• Task instructions:
Reproduce word for word the part of the material below that runs from the line containing "Identify one point on each instance of the white flower" down to the line containing "Identify one point on each instance of the green leaf", both of those lines included.

• Records for the exercise:
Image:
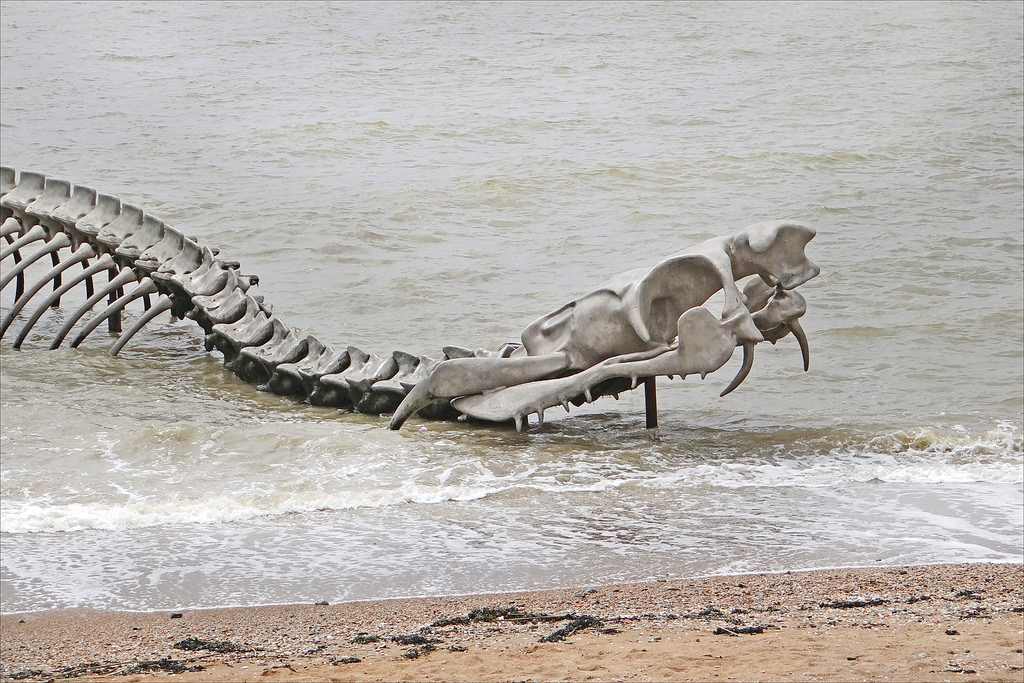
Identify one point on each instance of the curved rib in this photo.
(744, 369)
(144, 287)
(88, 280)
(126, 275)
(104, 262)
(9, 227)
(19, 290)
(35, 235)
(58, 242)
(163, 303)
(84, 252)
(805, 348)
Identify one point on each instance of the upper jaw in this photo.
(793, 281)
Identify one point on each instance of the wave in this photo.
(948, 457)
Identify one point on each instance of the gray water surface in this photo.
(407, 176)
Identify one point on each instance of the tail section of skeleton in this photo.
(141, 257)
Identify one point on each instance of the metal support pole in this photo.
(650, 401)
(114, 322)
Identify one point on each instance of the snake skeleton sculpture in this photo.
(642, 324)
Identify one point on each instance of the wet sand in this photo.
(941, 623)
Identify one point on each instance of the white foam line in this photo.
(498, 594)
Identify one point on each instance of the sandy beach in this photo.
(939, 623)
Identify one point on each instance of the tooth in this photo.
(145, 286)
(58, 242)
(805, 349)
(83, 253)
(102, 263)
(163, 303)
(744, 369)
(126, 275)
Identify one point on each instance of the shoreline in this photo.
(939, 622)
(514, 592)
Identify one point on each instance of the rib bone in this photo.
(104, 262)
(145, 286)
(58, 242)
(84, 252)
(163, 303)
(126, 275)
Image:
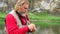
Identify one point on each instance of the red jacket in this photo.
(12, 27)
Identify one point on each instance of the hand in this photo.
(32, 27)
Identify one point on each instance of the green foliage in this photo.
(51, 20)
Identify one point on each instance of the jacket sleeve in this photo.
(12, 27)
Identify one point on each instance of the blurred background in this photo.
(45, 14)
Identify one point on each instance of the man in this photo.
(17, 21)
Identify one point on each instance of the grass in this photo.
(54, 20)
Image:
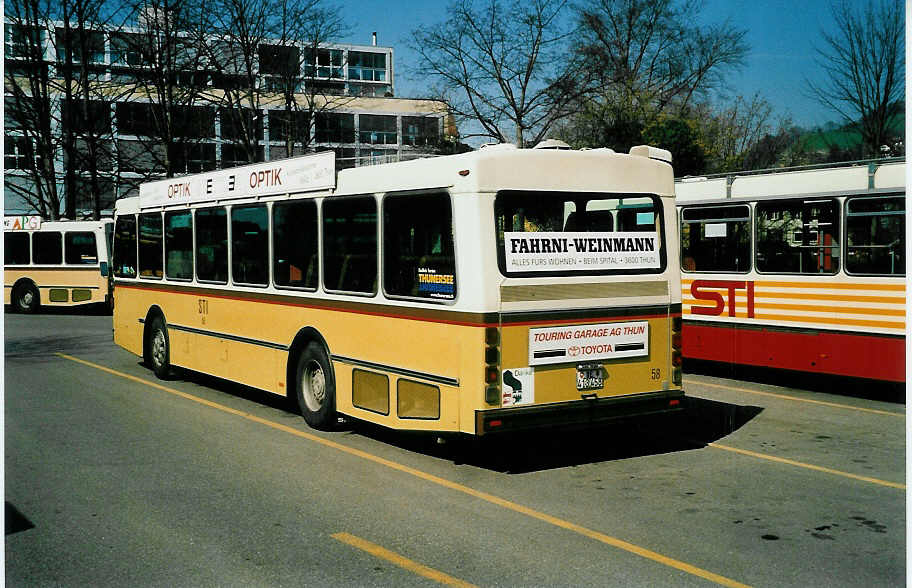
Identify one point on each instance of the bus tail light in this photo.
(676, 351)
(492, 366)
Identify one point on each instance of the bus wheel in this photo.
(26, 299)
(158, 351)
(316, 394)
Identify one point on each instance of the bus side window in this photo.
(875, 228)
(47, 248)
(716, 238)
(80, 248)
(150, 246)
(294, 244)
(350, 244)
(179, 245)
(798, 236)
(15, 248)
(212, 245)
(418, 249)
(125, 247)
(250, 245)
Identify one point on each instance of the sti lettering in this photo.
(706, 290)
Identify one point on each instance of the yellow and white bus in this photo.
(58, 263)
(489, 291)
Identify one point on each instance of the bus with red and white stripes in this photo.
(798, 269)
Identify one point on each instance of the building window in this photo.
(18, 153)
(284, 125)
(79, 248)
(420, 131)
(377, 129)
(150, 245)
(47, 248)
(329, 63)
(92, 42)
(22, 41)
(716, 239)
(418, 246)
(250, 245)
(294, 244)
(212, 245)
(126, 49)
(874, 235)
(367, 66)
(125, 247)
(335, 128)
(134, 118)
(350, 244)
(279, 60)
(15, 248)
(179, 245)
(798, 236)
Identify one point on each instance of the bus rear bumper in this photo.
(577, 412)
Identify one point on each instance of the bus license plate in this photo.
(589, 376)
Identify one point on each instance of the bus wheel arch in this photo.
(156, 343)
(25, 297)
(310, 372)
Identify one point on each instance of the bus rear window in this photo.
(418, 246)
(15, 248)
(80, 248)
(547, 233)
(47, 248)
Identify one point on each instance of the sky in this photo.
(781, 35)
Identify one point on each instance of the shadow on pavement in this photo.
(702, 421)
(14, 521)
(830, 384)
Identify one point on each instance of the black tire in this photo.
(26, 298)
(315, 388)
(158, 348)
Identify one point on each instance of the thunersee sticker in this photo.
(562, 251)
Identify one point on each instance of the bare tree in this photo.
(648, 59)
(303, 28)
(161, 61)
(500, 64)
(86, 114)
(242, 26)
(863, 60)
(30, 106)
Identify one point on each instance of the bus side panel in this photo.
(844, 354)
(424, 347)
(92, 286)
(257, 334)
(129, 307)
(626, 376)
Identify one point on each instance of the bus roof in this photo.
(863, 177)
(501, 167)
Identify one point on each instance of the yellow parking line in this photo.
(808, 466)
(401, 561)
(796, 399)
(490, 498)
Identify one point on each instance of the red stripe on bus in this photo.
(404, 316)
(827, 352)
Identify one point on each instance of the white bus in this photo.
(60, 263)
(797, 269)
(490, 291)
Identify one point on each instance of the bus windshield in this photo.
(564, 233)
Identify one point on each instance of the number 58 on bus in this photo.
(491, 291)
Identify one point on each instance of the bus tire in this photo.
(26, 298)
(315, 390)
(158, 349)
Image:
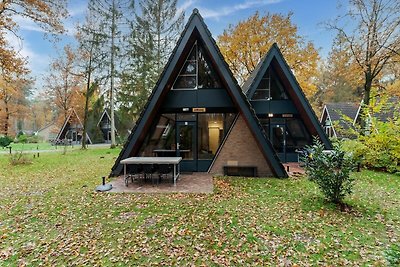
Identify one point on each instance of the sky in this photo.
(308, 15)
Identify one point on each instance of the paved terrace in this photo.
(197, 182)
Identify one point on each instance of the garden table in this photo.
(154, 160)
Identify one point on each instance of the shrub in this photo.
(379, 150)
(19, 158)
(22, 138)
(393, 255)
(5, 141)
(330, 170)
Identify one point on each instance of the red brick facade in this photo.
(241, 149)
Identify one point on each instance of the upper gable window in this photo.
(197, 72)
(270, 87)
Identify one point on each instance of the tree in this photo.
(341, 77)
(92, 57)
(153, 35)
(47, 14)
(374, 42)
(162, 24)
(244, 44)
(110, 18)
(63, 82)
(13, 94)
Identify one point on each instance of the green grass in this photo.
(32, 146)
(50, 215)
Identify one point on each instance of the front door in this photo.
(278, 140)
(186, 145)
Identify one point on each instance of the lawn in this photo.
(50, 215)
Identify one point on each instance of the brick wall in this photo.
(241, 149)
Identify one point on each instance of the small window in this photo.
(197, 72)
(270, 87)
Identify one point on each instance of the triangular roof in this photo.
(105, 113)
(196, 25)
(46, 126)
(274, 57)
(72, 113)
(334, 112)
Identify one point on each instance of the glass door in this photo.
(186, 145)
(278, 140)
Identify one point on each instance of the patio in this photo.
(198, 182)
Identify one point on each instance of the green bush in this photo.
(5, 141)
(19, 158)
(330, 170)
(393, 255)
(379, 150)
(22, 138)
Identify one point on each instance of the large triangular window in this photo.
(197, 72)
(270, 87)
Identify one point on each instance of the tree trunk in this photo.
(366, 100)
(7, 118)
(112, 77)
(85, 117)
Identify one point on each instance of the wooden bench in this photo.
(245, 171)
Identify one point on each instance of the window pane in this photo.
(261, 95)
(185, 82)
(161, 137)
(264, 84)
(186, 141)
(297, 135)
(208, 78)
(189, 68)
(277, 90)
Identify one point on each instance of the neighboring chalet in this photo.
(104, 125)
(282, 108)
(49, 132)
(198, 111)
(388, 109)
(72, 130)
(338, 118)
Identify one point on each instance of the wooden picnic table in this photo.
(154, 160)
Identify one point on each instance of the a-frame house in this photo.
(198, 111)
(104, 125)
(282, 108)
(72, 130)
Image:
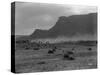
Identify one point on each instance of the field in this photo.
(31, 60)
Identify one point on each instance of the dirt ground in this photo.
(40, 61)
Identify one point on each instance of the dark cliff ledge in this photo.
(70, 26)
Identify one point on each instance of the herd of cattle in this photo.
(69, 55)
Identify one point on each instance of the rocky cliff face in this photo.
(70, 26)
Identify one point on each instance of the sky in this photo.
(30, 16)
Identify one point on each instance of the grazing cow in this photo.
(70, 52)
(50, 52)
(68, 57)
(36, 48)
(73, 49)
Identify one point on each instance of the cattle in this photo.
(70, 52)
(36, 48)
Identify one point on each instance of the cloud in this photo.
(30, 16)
---
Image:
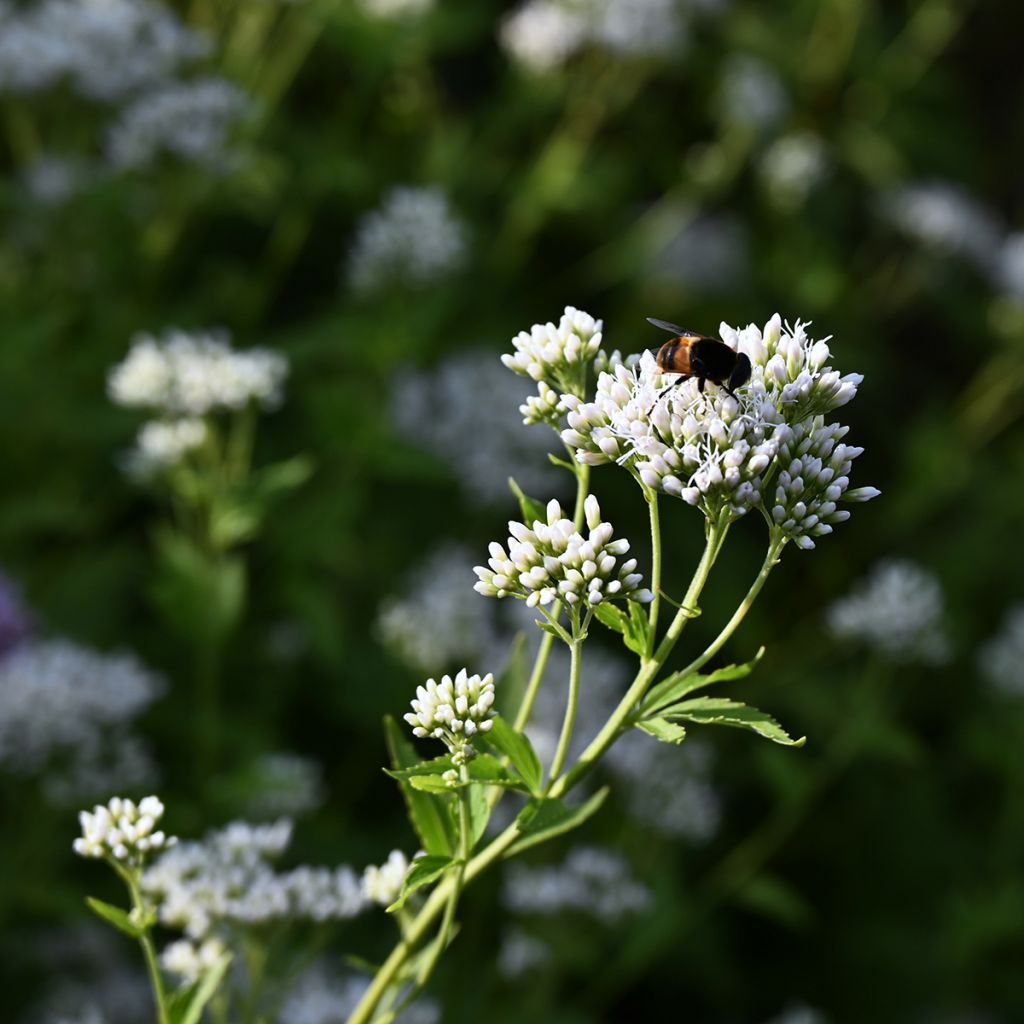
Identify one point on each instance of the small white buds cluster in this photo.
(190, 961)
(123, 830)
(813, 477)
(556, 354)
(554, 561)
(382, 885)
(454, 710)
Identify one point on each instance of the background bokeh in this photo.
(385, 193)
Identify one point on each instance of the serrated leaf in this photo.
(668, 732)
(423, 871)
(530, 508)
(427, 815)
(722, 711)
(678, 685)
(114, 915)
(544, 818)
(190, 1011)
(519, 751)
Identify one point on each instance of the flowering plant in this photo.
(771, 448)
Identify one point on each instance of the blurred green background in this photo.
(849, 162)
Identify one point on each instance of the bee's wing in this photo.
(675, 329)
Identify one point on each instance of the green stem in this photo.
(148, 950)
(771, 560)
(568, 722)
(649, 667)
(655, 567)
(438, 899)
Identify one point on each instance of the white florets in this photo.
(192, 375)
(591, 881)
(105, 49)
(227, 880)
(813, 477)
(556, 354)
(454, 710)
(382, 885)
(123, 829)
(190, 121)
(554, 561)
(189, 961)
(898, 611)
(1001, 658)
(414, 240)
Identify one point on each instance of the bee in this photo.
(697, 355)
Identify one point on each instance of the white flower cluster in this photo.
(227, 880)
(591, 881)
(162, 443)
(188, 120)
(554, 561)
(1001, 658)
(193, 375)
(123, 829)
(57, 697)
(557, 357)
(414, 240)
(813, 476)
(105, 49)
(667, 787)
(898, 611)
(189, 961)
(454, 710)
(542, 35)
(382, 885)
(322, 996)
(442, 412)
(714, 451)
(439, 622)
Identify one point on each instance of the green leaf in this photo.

• Exercise result:
Identify one point on each instance of the white flower cluster in this photo.
(227, 880)
(591, 881)
(162, 443)
(188, 120)
(554, 561)
(1001, 658)
(193, 375)
(123, 829)
(57, 697)
(557, 357)
(414, 240)
(813, 476)
(105, 49)
(667, 787)
(898, 611)
(189, 961)
(454, 710)
(542, 35)
(382, 885)
(322, 996)
(442, 412)
(714, 451)
(439, 622)
Identify one point on each instance of the green leaf in this photo.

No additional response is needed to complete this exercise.